### [THE PROBLEM]
An exact copy of every entry below is needed.

Saved data entries:
◇ ◇ ◇ ◇ ◇

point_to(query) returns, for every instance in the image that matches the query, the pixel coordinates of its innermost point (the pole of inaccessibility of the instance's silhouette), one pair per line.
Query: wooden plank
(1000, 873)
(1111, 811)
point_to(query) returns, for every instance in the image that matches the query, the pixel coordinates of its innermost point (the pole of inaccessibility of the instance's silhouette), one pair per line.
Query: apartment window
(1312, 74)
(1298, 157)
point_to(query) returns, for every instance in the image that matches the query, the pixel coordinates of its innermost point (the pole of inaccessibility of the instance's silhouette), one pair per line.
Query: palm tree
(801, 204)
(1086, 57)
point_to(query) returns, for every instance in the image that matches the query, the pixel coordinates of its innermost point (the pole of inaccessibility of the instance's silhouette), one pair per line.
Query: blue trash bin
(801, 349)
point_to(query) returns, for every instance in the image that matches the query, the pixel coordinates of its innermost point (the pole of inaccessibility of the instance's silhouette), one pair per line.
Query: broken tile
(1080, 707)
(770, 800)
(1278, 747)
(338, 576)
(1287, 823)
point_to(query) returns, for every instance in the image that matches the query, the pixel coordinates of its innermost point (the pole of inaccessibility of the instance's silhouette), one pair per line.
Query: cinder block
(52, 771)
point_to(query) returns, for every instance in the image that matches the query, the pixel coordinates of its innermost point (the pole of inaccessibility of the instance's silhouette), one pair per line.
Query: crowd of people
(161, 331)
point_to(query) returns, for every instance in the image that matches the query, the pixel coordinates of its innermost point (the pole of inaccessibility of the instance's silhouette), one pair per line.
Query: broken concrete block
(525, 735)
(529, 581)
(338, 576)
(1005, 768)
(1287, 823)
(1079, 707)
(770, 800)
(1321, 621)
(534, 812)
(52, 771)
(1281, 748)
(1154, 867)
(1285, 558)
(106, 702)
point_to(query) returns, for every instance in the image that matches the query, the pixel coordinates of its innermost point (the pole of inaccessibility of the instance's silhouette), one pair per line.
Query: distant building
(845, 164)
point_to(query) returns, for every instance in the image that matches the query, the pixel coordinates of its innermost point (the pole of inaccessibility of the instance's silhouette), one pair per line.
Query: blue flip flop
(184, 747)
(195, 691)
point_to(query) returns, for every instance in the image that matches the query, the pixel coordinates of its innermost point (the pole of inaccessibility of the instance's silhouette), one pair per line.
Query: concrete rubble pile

◇ ◇ ◇ ◇ ◇

### [ANSWER TO THIS TASK]
point_to(query) returns, for every instance in the image that matches the query, the pixel coordinates of its innermost point (the pole of inaccessibility of the instance's silhouette), one pair per line.
Query: wooden plank
(1000, 873)
(1111, 811)
point_to(query) returns, for every instance in the image that matches the query, the pixel coordinates of its innermost point (the pole of inaccessibility of the instance's silhouette), one pair per line.
Query: apartment window
(1312, 74)
(1298, 157)
point_to(query) returns, for every instance in the image that matches the query, the pixel coordinates of its innermost point (the pole of inaccessibility of the instance's silhouette), one pair per line.
Query: palm tree
(801, 204)
(1086, 57)
point_to(query) returns, for every instance in the image that matches the query, the pixel coordinates of its innermost point (the pole of inaccessibility of the instance's silhouette), one pair per line.
Query: blue trash bin
(801, 349)
point_to(query) returns, for every instance in the image that matches the query, the pixel coordinates of its innermost point (the pole of inaccessibility of the instance's silhouette), one pair per line.
Query: broken tile
(1080, 707)
(770, 800)
(1278, 747)
(338, 576)
(1287, 823)
point_to(query) returns, for every instance in the image that matches the query, the pixel coordinates of its innermost point (the pole of inaccessibility of the instance's silhouette), one pair per line.
Query: cinder block
(52, 771)
point_to(query) returns, for every instance in the image that matches the query, the pixel coordinates of its innermost point (the pole of inaccessibility of the instance's silhouette), one pair per line.
Query: crowd of people
(161, 331)
point_to(query) returns, for every instance in the image that matches the query, the pixel coordinates of its innermost point (the pole of inaccessibility of the instance's silhouette), one pair per line.
Query: broken concrete block
(525, 735)
(529, 581)
(338, 576)
(1005, 768)
(1287, 823)
(1079, 707)
(770, 800)
(1321, 621)
(534, 812)
(52, 771)
(1281, 748)
(1154, 867)
(1285, 558)
(106, 702)
point_to(query) returns, for every instance in the image that matches the query, the pixel coordinates of its innermost point (the pole of inaccessibility of the instance's silhouette), one pair per line.
Query: distant building
(845, 164)
point_to(query) returns, for every instance in the image that matches the query, the pixel coordinates of its innermost point (the pole of inaccessibility of the instance's silhouette), one pair per line.
Query: blue flip flop
(184, 747)
(195, 691)
point_to(query) returns, for every instance in the image that matches the query, the pixel coordinates of its innermost point (the pole of inaccessibility of the instance's silhouette), one pair per line.
Query: concrete rubble pile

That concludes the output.